--- Extracto de la página ---
La felicidad... Para ser sincera, nunca había terminado de creer en ella. Ni siquiera en los mejores momentos con Ernesto, porque sobre aquello siempre pendían demasiadas amenazas, y aun algo más, el convencimiento, por su parte y por la mía, aunque no quisiéramos admitirlo, de que nos traíamos entre manos un juguete que nos habían dado ya roto. La felicidad, ahora puedo recordarlo y contarlo, incluso debo, existe y es pasear de la mano bajo el sol de Madrid, camino del metro, después de haber desayunado tranquilamente, y que al llegar al metro cada uno vaya a tomar una dirección distinta y eso no importe. Porque sabes que esas manos volverán a entrelazarse una semana después, que será así y no será de otro modo, salvo que el destino, Dios, ponga cada uno quien le corresponda, decida de pronto deshacer su propia obra de anudarlas, algo que no puede suceder tan pronto, algo que en el fondo del corazón sabes que no va a ocurrir. La felicidad es separarse y no tener miedo de no volver a verse, despedirse con un beso rápido en el andén y luego viajar sentada en el vagón rumbo a la soledad de tu casa, que desde que existe el otro, y desde que se produjo el encuentro, ya no es una condena, sino otro lugar donde esperar, serena y confiada, la oportunidad de recobrarlo todo, entero y sin menoscabo, mejor aún que en el comienzo, tan sólo una semana después, siete días que, para variar, tendrán uno por uno sentido."
Lo que antecede es un avance de 'Música para feos', la más reciente novela del que suscribe, y que llegará a las librerías el próximo 9 de abril. Habla, entre otras muchas cosas, de la felicidad, y no sólo habla de ella, sino que intenta contarla, escribirla. El párrafo transcrito es acaso el más claro ejemplo de ello.
Quienes llevamos algunos años emborronando páginas (o pantallas, que tanto da), sabemos de la dificultad de poner en palabras las emociones y los sentimientos; y a la vez, nos consta que de nada vale lo que escribimos si no acierta a suscitar en quien lo lea una emoción y un sentimiento, cuanto más intenso y perdurable mejor. Ningún sentimiento, fuera de esos baratos que a ningún escritor verdadero interesan (desde el morbo hasta el nacionalismo patriotero, pasando por toda la gama que halaga a los espíritus ruines), es de fácil escritura. No resulta fácil darle una forma literaria acabada a la tristeza o el optimismo, a la decepción por lo sucedido o la ilusión por lo que ha de suceder; pero de todos los sentimientos humanos ninguno se resiste más a adoptar un ropaje airoso, ya sea en prosa o en verso, que la siempre escurridiza y para algunos inexistente felicidad.
---
■ Enunciado A:
Filtra los registros y copia cada línea que contenga la palabra "dead".
--- Registros proporcionados ---
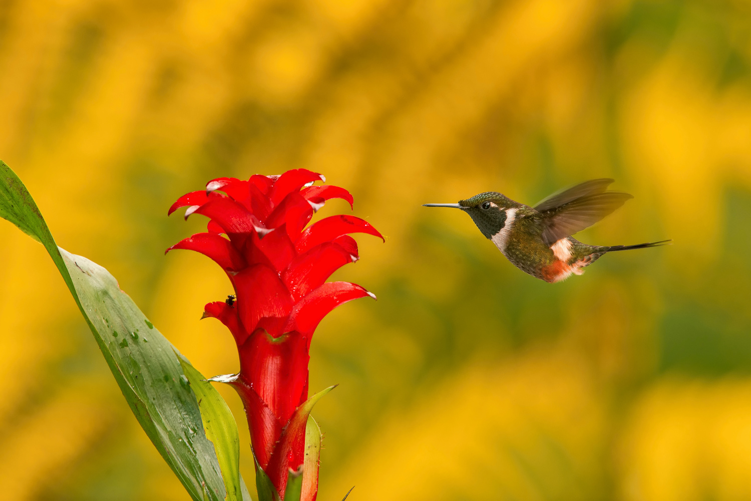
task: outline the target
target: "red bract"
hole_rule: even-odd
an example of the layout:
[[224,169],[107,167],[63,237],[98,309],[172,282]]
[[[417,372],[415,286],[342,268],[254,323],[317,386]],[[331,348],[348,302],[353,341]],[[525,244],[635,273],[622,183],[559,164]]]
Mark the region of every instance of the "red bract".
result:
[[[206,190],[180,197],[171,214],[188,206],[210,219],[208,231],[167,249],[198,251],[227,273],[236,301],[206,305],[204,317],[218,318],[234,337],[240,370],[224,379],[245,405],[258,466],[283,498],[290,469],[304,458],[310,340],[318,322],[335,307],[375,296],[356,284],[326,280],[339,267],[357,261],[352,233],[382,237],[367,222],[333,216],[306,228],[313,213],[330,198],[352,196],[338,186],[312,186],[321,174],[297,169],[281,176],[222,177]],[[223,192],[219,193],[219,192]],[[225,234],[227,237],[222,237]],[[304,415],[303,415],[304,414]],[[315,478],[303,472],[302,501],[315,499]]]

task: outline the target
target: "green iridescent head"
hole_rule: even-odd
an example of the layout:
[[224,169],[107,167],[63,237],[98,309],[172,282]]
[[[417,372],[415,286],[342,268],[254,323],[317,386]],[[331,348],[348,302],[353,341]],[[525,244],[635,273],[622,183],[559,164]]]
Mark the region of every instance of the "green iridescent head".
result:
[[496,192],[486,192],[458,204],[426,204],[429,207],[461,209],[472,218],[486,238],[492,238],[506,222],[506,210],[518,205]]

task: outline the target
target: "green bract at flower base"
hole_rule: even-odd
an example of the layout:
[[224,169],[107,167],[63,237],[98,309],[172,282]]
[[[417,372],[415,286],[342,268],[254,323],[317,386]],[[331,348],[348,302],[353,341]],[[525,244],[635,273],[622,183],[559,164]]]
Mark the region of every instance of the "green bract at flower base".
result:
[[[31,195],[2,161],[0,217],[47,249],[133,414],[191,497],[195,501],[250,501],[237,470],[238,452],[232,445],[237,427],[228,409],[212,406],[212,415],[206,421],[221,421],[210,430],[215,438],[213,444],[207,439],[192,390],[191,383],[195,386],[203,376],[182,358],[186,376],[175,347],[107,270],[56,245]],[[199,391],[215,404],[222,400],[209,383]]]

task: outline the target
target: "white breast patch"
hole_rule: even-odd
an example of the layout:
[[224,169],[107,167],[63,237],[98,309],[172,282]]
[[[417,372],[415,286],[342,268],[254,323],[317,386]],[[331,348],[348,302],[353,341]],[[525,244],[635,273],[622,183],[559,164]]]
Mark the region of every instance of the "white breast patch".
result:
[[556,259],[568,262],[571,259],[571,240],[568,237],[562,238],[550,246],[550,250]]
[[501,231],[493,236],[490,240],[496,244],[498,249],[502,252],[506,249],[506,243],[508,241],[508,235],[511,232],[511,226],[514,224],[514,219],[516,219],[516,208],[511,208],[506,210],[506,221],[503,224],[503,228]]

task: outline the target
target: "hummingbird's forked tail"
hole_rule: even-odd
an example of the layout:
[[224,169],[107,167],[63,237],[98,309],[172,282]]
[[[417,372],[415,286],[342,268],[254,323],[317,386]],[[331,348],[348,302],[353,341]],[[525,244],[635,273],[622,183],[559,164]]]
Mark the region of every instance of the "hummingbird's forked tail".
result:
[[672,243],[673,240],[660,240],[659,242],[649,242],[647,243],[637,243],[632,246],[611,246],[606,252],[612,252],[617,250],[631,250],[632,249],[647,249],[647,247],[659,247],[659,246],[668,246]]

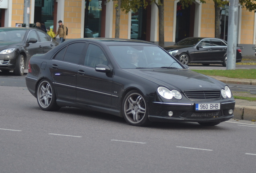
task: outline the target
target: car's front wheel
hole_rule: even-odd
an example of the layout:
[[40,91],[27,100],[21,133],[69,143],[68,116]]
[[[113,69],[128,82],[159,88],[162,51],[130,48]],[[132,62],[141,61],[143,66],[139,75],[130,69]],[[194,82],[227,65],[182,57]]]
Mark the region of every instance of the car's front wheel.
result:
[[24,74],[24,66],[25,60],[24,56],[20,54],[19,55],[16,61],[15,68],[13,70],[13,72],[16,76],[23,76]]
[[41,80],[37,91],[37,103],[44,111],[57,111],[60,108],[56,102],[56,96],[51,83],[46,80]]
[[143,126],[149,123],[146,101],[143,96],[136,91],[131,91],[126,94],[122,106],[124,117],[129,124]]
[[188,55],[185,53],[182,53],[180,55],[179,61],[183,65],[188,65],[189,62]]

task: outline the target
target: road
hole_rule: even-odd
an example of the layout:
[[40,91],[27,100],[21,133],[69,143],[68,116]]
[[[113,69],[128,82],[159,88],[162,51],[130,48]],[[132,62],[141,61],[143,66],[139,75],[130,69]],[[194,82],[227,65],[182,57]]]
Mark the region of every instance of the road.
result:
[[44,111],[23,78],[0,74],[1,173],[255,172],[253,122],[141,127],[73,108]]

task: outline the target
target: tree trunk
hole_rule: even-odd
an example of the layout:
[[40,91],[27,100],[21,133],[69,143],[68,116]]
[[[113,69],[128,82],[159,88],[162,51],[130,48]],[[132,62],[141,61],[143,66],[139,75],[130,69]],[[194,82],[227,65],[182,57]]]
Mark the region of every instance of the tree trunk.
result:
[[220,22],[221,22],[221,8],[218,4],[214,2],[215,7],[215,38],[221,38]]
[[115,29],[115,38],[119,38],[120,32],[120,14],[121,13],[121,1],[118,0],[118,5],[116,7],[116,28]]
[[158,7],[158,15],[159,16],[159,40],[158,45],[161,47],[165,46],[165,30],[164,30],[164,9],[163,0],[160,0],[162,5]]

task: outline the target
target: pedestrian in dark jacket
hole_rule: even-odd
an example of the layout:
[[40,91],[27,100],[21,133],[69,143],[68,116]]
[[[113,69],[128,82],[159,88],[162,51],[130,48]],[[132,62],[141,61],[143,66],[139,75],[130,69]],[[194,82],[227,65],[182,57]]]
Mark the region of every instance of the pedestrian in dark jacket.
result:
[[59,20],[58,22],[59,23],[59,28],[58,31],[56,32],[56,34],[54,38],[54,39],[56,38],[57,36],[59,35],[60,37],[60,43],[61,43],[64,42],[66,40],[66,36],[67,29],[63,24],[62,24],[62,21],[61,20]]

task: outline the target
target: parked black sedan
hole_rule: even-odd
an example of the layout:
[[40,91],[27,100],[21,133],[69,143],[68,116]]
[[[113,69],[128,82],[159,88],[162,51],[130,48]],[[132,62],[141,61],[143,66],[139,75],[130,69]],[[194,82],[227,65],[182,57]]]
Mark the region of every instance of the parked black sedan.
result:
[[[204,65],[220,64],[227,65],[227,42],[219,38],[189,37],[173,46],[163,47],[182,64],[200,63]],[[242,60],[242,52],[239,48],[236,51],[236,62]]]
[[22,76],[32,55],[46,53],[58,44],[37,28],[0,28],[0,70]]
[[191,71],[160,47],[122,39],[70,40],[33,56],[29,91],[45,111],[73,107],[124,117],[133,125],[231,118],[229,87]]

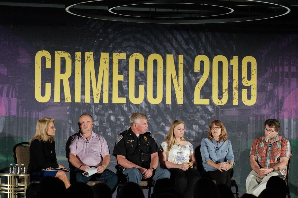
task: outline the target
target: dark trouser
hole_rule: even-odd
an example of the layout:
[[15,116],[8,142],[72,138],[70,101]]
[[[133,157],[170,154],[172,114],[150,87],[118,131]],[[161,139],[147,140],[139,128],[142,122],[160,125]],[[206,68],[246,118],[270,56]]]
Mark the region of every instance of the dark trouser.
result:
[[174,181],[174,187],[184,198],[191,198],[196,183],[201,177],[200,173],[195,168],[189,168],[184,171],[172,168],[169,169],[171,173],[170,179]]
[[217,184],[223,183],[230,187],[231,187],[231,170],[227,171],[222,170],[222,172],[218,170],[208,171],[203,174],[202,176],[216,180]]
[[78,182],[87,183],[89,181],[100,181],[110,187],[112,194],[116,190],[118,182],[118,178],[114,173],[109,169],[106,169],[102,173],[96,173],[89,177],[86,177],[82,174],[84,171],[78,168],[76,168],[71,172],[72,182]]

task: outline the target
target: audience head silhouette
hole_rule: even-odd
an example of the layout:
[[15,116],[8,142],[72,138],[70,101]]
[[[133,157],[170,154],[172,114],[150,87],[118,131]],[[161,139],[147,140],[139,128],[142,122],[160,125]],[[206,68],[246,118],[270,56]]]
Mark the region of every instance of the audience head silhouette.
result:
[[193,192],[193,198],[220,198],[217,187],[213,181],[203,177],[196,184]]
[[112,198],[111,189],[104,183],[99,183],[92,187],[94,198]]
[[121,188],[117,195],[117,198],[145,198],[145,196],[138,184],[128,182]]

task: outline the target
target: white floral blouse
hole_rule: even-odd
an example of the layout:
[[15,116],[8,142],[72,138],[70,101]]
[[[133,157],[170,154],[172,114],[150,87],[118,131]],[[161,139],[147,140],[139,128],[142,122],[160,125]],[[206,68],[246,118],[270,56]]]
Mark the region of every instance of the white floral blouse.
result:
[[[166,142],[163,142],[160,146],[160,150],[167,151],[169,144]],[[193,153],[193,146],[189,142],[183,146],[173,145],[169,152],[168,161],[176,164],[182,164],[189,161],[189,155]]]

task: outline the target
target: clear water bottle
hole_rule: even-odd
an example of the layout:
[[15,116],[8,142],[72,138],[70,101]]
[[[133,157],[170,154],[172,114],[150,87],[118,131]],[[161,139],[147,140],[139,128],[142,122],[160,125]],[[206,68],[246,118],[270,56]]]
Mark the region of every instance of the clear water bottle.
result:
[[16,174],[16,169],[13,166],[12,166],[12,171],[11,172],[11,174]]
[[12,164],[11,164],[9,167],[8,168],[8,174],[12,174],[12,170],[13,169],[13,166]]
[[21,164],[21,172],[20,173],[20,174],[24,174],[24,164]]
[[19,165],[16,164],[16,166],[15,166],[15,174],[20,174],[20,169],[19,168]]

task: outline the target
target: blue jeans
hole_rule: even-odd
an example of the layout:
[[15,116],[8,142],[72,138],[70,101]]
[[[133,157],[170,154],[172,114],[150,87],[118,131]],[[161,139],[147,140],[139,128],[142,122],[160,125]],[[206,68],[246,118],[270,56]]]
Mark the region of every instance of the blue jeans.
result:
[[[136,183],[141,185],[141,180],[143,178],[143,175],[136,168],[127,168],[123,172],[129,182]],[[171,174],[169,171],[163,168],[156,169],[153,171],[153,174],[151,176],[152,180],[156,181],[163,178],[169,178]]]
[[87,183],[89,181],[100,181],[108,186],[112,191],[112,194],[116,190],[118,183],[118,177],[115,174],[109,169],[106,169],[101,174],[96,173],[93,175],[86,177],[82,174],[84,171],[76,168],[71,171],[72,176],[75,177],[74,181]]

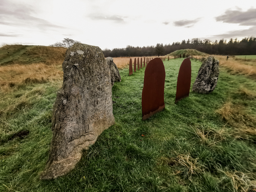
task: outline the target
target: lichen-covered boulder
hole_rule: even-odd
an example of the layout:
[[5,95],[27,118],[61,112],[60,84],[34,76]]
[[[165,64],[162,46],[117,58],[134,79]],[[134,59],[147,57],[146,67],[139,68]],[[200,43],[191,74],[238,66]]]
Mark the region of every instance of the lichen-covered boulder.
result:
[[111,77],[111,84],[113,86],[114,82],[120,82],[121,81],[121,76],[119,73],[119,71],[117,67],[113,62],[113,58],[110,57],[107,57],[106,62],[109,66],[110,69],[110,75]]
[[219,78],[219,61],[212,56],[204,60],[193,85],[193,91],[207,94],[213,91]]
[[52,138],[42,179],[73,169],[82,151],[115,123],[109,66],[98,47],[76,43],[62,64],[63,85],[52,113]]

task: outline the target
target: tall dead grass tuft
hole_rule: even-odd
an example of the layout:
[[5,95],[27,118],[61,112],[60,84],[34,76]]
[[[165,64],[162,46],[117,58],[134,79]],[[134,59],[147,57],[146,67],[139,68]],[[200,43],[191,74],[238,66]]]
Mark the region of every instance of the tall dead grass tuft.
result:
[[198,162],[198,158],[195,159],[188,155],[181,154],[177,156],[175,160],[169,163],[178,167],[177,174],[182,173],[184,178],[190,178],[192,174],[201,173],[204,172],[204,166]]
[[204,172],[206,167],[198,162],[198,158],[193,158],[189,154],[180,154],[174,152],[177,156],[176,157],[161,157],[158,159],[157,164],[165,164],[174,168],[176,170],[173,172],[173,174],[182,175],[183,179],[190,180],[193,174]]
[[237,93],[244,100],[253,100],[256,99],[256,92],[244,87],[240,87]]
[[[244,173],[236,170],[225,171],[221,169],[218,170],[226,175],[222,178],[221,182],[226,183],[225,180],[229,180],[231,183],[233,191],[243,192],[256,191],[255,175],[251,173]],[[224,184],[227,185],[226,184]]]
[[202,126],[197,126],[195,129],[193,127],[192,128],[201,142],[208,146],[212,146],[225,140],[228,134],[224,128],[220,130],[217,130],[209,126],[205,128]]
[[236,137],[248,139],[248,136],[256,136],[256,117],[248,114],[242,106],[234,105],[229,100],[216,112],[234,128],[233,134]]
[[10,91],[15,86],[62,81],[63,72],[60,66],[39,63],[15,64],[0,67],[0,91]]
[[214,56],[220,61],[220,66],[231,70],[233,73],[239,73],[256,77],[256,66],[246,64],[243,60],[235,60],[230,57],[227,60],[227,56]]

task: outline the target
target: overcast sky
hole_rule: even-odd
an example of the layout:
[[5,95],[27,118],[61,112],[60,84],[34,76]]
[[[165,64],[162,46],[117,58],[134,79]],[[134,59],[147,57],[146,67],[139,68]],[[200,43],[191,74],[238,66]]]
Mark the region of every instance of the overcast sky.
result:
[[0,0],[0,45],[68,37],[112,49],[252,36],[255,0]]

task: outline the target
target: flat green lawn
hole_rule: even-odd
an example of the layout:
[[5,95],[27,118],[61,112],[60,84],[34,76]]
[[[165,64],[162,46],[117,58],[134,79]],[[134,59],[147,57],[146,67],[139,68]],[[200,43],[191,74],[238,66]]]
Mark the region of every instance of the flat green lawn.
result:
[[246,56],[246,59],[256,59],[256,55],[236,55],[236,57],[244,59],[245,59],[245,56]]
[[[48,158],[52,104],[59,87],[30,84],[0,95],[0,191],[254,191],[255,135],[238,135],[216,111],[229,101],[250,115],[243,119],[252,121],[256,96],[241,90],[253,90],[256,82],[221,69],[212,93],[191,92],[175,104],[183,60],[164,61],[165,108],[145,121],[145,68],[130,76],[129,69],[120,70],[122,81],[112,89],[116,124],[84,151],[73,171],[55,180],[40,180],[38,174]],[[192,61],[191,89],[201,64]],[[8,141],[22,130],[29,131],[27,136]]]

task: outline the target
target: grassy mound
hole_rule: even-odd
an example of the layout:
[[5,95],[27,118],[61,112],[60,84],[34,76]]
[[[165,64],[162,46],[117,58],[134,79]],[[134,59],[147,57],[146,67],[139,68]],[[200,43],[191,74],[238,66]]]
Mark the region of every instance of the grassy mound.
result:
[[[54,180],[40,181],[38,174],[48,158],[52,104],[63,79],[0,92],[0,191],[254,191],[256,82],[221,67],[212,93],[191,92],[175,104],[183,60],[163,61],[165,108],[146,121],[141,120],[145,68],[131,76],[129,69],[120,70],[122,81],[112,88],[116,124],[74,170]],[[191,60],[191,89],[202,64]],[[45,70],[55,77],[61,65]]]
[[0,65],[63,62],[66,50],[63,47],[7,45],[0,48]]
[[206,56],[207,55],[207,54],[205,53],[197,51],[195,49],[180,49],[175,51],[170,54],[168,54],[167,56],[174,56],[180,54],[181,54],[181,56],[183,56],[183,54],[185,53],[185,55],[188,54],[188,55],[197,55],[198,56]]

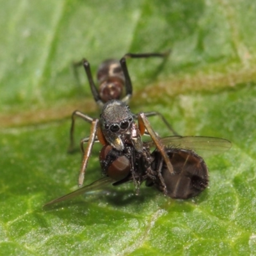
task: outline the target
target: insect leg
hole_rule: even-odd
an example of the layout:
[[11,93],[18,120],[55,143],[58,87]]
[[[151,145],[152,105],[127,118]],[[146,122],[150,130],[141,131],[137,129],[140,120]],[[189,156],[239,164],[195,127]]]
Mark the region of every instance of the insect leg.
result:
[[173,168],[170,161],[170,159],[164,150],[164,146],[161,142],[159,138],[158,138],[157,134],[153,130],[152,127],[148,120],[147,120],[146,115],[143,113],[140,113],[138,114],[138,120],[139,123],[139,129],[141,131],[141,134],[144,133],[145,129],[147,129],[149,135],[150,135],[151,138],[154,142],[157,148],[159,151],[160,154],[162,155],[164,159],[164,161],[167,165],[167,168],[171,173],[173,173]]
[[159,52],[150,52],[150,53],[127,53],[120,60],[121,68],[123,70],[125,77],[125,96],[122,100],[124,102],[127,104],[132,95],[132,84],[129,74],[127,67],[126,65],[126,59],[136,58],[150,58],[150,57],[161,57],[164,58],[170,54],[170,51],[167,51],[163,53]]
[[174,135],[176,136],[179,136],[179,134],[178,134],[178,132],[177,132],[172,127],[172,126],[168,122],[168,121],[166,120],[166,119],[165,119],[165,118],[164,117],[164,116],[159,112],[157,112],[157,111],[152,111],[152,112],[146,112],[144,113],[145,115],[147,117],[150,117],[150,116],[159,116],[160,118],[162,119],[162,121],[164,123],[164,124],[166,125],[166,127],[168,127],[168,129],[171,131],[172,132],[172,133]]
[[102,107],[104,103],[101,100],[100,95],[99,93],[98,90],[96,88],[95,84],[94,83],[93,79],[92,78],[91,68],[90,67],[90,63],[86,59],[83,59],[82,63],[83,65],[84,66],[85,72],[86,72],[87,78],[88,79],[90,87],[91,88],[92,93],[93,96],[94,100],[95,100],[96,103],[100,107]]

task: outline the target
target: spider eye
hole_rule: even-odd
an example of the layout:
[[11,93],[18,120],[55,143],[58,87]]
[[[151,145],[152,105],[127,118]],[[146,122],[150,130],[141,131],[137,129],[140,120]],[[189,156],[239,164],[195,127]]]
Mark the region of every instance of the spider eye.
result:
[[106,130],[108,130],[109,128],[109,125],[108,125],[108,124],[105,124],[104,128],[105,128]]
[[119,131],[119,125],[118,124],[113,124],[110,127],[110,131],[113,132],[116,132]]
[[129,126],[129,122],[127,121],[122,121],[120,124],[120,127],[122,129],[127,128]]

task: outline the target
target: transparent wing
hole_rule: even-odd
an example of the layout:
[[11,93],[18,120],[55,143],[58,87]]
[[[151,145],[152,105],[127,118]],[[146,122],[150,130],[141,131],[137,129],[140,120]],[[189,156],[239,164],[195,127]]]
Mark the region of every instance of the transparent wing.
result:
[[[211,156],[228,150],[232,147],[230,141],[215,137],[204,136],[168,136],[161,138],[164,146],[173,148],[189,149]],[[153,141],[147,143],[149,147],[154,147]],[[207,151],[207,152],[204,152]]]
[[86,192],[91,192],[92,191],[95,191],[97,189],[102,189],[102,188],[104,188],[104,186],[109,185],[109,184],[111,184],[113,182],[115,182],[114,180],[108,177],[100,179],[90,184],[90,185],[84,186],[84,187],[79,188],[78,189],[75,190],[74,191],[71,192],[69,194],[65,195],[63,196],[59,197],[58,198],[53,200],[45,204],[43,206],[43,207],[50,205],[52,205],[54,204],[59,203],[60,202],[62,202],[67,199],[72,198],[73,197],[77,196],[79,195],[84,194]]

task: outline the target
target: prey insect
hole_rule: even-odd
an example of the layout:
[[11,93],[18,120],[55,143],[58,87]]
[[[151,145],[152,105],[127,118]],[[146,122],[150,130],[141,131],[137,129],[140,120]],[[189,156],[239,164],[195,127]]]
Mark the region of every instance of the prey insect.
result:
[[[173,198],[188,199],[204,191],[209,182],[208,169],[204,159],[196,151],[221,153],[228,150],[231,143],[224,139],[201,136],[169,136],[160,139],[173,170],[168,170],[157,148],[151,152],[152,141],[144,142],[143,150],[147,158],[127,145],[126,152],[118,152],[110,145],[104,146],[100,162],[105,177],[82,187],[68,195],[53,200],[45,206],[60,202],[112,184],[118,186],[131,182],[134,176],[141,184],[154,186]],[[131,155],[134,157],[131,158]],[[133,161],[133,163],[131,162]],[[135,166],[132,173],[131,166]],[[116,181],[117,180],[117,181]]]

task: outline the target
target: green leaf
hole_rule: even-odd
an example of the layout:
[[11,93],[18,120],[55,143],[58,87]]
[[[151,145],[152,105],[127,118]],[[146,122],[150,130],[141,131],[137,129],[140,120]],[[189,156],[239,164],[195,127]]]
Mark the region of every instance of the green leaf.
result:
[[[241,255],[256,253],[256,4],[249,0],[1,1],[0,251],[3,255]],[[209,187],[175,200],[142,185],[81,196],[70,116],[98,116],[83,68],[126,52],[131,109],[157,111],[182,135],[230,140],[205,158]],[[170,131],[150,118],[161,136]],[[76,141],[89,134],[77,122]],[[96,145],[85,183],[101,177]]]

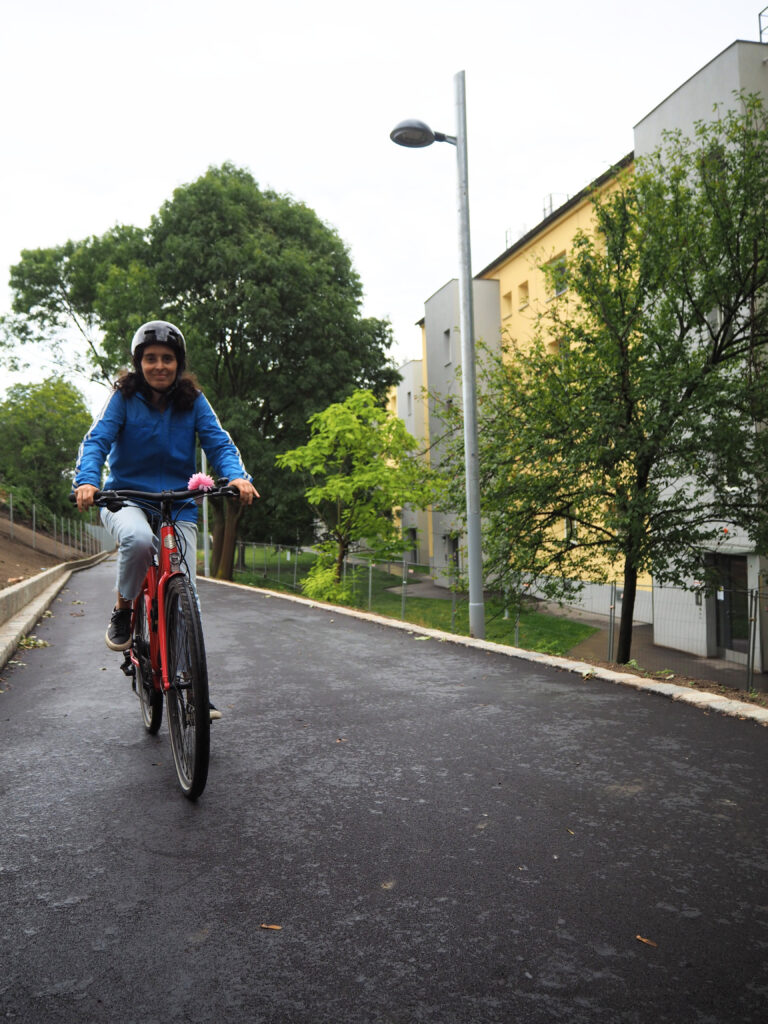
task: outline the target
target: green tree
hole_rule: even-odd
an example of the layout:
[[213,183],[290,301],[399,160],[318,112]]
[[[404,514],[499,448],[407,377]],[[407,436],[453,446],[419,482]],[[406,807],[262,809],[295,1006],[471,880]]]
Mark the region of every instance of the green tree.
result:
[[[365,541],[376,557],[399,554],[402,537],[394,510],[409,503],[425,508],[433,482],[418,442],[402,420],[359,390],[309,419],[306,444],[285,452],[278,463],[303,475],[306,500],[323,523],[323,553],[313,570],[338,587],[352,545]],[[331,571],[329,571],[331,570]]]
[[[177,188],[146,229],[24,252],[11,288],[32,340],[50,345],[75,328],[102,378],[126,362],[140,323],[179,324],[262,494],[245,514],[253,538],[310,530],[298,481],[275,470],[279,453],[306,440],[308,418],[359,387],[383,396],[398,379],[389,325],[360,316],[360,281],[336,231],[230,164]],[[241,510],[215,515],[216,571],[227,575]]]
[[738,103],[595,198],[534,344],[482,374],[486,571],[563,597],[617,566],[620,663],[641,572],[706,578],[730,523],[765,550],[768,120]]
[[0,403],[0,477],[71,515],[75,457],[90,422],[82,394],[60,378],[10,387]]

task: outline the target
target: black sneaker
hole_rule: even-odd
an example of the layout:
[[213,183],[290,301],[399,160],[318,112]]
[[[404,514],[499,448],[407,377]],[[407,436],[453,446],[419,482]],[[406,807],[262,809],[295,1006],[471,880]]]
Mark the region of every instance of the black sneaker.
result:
---
■ Enunciado B:
Enumera los sentimientos a los que, según el texto sobre la felicidad, "no resulta fácil darle una forma literaria acabada".

■ Solución desarrollada A:
target: tall dead grass tuft
Mark the region of every instance of the tall dead grass tuft.

■ Solución desarrollada B:
- la tristeza
- el optimismo
- la decepción por lo sucedido
- la ilusión por lo que ha de suceder